#### What you will do
Reproduce everything in the material from the line containing "Annotate the red" down to its end, requests included, shifting every point coordinate in the answers by -97.

#### Material supplied
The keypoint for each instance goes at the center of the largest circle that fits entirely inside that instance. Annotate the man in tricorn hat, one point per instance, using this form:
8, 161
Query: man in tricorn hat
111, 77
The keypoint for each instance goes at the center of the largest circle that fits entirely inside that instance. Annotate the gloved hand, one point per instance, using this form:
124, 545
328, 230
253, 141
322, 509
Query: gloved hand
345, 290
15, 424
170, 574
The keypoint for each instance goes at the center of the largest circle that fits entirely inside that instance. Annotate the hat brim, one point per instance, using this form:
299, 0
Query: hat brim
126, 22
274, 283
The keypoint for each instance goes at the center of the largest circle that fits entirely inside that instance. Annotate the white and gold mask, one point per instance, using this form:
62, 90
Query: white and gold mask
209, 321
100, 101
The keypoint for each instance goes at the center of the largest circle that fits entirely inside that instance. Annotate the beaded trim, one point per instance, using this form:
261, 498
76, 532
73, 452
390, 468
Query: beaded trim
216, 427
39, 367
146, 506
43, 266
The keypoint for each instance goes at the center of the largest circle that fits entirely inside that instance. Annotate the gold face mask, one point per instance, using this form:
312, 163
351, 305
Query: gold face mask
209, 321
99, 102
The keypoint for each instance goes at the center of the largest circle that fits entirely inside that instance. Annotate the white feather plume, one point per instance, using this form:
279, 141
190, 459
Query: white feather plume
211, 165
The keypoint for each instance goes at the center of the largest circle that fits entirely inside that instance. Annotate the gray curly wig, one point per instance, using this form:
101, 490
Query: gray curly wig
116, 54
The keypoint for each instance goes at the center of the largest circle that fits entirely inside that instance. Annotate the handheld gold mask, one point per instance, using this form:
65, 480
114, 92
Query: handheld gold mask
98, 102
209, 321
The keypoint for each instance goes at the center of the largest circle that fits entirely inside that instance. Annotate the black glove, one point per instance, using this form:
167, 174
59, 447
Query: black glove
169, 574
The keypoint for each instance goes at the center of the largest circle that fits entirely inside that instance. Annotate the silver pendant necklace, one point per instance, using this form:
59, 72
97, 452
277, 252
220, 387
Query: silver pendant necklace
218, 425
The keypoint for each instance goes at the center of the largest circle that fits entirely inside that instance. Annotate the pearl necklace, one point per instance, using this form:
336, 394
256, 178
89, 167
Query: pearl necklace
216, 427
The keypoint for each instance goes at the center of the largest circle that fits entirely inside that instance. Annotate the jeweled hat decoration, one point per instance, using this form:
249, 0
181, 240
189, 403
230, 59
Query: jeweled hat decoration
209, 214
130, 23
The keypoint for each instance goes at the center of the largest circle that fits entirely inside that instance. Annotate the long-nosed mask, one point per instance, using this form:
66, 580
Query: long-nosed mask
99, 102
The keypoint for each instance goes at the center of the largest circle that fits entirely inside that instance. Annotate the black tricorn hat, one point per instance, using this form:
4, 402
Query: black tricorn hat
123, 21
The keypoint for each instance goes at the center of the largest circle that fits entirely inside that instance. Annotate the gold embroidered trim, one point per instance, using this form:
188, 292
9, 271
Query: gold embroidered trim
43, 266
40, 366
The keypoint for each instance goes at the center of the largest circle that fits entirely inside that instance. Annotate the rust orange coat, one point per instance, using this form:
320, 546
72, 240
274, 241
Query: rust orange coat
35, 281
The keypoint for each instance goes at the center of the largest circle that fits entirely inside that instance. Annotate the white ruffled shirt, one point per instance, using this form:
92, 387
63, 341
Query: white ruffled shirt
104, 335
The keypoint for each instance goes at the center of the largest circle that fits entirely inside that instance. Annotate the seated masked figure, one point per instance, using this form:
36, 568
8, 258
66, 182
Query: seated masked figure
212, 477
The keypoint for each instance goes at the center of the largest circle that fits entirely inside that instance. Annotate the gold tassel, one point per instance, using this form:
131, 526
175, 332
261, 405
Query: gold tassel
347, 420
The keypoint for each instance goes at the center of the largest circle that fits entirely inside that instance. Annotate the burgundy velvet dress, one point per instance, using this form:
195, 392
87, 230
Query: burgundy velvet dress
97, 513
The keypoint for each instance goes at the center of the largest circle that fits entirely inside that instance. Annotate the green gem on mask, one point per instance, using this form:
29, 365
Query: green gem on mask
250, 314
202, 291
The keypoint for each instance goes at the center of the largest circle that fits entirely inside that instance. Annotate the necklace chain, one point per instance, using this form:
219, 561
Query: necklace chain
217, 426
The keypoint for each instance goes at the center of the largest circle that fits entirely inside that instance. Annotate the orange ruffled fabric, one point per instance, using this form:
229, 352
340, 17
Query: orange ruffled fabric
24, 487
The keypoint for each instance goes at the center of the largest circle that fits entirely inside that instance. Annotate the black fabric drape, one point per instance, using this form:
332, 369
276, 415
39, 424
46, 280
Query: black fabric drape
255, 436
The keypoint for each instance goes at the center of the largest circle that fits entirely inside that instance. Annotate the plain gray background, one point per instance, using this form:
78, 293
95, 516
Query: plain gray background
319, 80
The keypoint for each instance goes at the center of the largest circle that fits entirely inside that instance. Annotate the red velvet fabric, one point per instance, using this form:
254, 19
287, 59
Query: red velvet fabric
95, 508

#### In response
The keypoint for each instance goes at the center of the largest circle that fits entirely inside that instance. Annotate the red velvet fabric, one point per instance, using this form:
254, 19
287, 59
Query: red velvet fabric
-2, 411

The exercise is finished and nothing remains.